Required action: Give back exactly the lines from the one that includes "Tag the award" to the last line below, both included, and no further lines.

Input records:
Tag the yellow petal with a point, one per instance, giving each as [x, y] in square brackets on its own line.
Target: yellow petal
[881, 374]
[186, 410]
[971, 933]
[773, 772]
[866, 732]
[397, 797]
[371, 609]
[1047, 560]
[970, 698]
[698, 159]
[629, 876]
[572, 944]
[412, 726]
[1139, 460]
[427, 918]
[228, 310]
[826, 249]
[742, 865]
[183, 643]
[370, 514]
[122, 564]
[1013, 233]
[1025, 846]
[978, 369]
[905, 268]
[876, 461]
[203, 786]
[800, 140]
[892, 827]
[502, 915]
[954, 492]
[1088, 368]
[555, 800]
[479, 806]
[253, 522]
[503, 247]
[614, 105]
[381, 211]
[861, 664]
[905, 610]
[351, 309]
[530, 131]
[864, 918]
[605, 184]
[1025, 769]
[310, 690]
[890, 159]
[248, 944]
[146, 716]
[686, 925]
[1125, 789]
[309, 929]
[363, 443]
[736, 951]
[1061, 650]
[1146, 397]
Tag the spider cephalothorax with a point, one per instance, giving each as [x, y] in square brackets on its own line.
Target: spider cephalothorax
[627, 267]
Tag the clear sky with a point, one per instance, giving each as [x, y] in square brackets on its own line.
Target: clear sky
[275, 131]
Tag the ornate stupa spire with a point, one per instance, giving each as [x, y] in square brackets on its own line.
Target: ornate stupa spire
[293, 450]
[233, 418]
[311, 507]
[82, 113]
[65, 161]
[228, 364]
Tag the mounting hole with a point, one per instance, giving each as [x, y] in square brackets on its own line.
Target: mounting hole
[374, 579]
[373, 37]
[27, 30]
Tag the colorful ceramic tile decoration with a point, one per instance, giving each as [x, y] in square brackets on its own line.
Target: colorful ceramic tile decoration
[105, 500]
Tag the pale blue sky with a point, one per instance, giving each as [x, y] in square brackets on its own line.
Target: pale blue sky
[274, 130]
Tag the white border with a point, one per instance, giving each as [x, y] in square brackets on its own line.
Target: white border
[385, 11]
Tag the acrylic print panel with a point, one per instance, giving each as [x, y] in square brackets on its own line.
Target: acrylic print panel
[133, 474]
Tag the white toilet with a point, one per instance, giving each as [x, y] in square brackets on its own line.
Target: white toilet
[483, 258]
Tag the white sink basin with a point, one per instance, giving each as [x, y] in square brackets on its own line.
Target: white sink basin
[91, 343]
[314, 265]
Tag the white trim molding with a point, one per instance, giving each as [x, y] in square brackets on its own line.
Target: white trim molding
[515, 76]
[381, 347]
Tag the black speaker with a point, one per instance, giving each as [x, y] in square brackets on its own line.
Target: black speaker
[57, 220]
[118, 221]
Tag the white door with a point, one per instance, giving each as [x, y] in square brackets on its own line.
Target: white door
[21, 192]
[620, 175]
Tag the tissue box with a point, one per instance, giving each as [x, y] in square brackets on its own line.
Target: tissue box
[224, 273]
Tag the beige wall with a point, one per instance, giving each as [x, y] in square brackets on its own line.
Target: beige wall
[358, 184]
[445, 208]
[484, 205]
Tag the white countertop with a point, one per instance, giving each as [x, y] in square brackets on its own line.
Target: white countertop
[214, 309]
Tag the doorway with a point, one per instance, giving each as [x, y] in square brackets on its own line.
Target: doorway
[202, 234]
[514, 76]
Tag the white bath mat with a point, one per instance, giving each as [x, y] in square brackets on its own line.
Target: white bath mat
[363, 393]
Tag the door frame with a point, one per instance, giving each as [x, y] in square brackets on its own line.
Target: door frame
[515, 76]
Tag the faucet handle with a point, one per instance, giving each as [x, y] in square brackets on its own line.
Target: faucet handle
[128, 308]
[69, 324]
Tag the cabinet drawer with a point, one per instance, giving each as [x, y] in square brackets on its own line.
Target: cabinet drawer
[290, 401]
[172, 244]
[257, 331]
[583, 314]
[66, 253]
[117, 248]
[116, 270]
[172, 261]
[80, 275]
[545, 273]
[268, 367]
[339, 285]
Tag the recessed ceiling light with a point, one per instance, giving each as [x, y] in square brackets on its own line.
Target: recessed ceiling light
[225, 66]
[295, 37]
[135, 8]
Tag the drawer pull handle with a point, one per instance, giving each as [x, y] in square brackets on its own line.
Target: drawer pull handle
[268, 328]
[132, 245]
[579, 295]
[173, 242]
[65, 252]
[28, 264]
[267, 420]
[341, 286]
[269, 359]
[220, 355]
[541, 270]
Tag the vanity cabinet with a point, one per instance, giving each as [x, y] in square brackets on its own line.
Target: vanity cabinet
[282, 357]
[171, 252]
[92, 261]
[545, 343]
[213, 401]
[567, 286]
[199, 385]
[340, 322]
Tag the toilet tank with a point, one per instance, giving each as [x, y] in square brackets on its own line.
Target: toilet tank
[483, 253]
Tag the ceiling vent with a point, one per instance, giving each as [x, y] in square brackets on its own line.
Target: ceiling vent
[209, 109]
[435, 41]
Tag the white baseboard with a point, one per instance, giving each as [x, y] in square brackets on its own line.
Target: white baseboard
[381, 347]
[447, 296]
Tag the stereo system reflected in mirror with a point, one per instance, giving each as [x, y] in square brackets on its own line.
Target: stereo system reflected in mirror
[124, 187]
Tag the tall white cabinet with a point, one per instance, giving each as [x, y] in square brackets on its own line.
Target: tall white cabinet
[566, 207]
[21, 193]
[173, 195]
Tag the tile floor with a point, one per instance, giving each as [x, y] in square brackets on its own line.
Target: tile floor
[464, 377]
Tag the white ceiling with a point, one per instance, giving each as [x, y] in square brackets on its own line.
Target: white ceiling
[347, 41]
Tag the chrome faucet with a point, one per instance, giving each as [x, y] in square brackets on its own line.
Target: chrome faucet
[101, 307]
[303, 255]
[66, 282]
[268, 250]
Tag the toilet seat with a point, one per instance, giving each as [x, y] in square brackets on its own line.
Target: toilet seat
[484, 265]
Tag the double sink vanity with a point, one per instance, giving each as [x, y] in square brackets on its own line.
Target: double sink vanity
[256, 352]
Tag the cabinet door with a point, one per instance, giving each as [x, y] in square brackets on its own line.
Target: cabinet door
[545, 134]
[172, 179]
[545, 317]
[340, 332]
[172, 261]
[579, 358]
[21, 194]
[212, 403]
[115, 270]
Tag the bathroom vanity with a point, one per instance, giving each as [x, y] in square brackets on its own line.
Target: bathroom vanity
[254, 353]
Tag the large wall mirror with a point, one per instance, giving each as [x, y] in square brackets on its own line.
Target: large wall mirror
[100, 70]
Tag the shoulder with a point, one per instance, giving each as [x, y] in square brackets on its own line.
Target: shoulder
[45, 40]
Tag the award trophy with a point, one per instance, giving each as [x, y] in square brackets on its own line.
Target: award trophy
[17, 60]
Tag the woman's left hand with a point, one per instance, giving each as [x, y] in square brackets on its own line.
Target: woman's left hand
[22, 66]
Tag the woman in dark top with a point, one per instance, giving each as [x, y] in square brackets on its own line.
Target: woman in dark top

Answer:
Tag the award trophy with a point, one per instance, giving each as [x, y] in square brackets on its own line.
Target: award trophy
[17, 60]
Tag the woman's left hand with a point, one per instance, giving each as [x, y] in square brackets on its own line.
Target: woman's left hand
[22, 66]
Tag the woman in dark top with a point, one per instance, giving each as [x, y] in square brackets on its own line.
Target: woman in dark top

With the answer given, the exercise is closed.